- REQUIRED TASK:
Copy out all of the material below, substituting "Labeling task" for every "Annotation task" and keeping everything else the same. Leave the pictures out.

- INFORMATION GIVEN:
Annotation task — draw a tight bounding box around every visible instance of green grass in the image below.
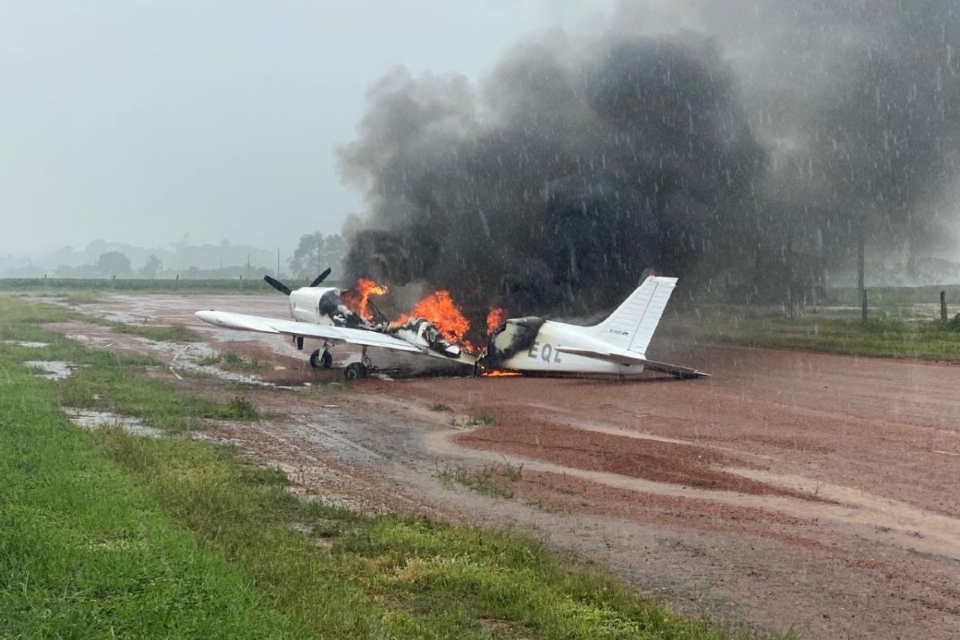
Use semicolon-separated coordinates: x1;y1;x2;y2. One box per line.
110;322;203;342
197;351;261;371
0;298;784;640
467;412;500;427
658;306;960;362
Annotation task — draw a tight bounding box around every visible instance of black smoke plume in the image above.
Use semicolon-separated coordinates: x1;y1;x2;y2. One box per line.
341;0;960;314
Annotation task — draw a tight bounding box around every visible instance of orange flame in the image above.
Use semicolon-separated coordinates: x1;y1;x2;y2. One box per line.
487;307;507;335
391;289;473;351
342;278;390;322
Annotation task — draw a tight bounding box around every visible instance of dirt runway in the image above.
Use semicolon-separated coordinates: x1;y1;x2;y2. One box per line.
48;295;960;639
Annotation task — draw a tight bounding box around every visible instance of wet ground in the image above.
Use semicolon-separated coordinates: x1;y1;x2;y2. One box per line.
41;295;960;638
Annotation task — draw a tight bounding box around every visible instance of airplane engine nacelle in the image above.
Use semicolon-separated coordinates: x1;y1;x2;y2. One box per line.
290;287;340;324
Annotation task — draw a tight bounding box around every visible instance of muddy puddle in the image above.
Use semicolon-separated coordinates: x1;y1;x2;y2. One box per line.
64;407;167;438
23;360;76;380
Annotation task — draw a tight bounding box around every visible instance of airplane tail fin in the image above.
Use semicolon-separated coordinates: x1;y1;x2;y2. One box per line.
592;276;677;356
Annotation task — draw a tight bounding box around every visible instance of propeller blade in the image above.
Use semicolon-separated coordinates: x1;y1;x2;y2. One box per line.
310;267;331;287
263;276;291;295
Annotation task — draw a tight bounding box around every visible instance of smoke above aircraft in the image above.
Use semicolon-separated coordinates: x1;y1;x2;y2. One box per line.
340;0;960;313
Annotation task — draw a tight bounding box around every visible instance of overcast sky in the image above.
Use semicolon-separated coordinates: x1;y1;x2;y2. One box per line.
0;0;614;254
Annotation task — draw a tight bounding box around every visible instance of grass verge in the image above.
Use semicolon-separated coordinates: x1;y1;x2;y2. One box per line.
662;307;960;362
0;298;788;640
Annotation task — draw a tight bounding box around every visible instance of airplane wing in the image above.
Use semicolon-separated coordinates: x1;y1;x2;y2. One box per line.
196;310;424;353
557;346;710;378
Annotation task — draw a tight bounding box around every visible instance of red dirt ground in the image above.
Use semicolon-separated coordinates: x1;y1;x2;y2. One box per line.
47;296;960;639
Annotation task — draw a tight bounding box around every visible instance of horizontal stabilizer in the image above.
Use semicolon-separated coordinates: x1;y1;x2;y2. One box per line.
557;346;710;378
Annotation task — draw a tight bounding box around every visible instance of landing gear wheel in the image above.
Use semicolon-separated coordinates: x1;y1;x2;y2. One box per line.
310;349;333;369
343;362;367;380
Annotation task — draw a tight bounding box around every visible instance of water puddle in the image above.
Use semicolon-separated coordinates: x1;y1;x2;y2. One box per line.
23;360;73;380
64;407;167;438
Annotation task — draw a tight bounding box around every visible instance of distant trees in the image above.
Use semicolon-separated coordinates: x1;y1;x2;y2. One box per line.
287;231;347;280
140;253;163;279
94;251;133;278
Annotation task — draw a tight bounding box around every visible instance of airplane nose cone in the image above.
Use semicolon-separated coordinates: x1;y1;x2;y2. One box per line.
194;311;217;324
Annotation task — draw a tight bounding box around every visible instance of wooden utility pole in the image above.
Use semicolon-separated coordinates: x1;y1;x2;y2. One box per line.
857;213;867;326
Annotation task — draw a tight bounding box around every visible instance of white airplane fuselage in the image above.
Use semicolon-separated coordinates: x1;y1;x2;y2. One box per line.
481;318;643;376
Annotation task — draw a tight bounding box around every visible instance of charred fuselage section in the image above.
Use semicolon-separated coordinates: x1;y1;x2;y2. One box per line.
477;317;545;369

- THE RESULT:
Labeling task — draw a tight bounding box around every visible instance of green grass in the image below.
Use semicolon-separated coordinates: x1;y1;x2;y2. One box per line.
110;322;203;342
197;351;261;371
0;298;784;640
467;412;500;427
658;306;960;362
Labeling task — draw a tight bounding box around every visible instance of black smoke plume in the image above.
Use semicolon-separated coordinates: x1;y1;x2;y2. One box per line.
341;0;960;314
Labeling task — draw a tight bounding box around every visible instance of orange flame in the image above.
Use semicolon-separated coordinates: x1;y1;x2;y2. One box per line.
487;307;507;335
391;289;473;351
342;278;390;322
Labeling task — draw a tight bounding box around every visible instance of dirt runway in the image above.
Use semicolon-separated coordinates: x1;y1;x2;y2. One box per line.
48;295;960;639
Labeling task — draw a tight bounding box around every visible instance of wet ground in the image above.
Use semicolon-separated coordinates: x1;y1;x2;y2. One box per line.
41;295;960;638
Labeling task — draw a tight bounding box around every visible instance of airplane engine nacelle in the image above.
Use semicolon-separated coordinates: x1;y1;x2;y2. One box per line.
290;287;340;324
Labeling task — draw a tight bounding box around every visible instance of muddy puddle in the image above.
Use semicolon-separated coordinates: x1;y1;x2;y2. One box per line.
64;407;167;438
23;360;76;380
Labeling task — draw a tight bounding box around every visible instance of airplane tail fin in the image above.
Use semicolon-separated coordinates: x1;y1;x2;y2. One box per line.
592;276;677;356
Labeling task — draw a tight bounding box around every visible instance of propeller blade in the image above.
Use semicolon-separated coordinates: x1;y1;x2;y2. One box per line.
310;267;331;287
263;276;291;295
Labeling task — draw a tight bounding box around every visible instance of smoke above aircraft in the image above.
Use semicolon-separated coordinates: x1;y1;x2;y2. One box per line.
340;0;960;313
Labeling task — draw a tight bounding box around every visible instance of overcast sky in the image above.
Use semicolon-separated coordinates: x1;y1;x2;y2. One box per line.
0;0;614;254
Labeling task — draw a tight bounding box around every visible instance of grass verge in the image above.
Use semicolon-separated coordinates: x1;y1;x2;y2. One box per line.
662;307;960;362
0;298;788;640
Labeling task — draw a tight bounding box around every visible instance of airplane wing in the image above.
Use semicolon-separated coordinates: x1;y1;x2;y2. One box per line.
196;310;424;353
557;346;710;378
Labeling task — draw a tight bounding box around every visible instance of red dirt ground in the image above.
Use semicolon-separated coordinates: x1;y1;x2;y2. One box per line.
47;296;960;639
Labeling task — draw a tight bounding box around every visible instance of horizontal stabilizer in the image above.
Use semicolon-separated coordinates: x1;y1;x2;y2. One box per line.
557;346;710;378
Labeling task — draw a tight bounding box around every visible instance of landing gear wheel in the image above.
Use semicolon-separated coordinates: x1;y1;x2;y2. One box per line.
310;349;333;369
343;362;367;380
Labeling task — draw a tight bounding box around every visible instance of water puddle in the image above.
Use semicolon-separated coordinates: x1;y1;x2;y2. One box per line.
23;360;73;380
64;407;167;438
Labeling task — draw a tight bounding box around every visible instance of distant trees in the image above.
Use semicolon-separated coordinates: x1;y1;x2;y2. One box per line.
287;231;347;280
140;253;163;279
94;251;133;278
Labeling task — draw a tight bounding box around every visible instance of airplane nose cone in the image above.
Use semicolon-separated coordinates: x1;y1;x2;y2. One box per line.
194;311;217;324
Labeling task — draw a tight bounding box around every visible instance of wooden utility pole in the image above.
Use semicolon-separated coordinates: x1;y1;x2;y2. One box per line.
857;213;867;326
Labeling task — draw a tight bounding box around every visible instance of white airplane fuselage in the image above.
Use semicolon-separated coordinates: x1;y1;x2;y2. One box per line.
481;318;643;376
Labeling task — draw a tight bounding box around every visible instance of charred fuselage section in the image above.
Use semicolon-separated coordinates: x1;y1;x2;y2. One box per line.
477;317;545;369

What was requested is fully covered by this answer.